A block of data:
::::
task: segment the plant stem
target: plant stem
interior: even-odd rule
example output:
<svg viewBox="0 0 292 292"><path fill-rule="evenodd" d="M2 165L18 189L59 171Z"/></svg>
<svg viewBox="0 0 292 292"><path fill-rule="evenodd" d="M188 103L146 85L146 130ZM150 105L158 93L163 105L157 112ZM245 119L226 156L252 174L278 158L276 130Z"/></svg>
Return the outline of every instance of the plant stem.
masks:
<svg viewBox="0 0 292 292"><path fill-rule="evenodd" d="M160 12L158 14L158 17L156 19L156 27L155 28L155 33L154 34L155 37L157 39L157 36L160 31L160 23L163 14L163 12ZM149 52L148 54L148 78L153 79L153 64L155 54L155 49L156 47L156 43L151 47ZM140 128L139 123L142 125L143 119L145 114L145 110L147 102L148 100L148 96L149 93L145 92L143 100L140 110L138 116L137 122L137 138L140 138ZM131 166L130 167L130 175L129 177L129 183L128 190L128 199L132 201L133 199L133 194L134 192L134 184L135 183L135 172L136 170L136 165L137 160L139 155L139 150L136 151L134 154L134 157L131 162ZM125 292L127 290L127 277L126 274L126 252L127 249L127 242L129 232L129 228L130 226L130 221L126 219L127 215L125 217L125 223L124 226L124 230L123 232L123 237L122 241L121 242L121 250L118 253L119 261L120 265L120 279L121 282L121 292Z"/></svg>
::::
Gather every line of the listing that contains the word "plant", treating uppercase and lowercase as different.

- Correct answer -
task: segment the plant stem
target: plant stem
Return the outline of every instance of the plant stem.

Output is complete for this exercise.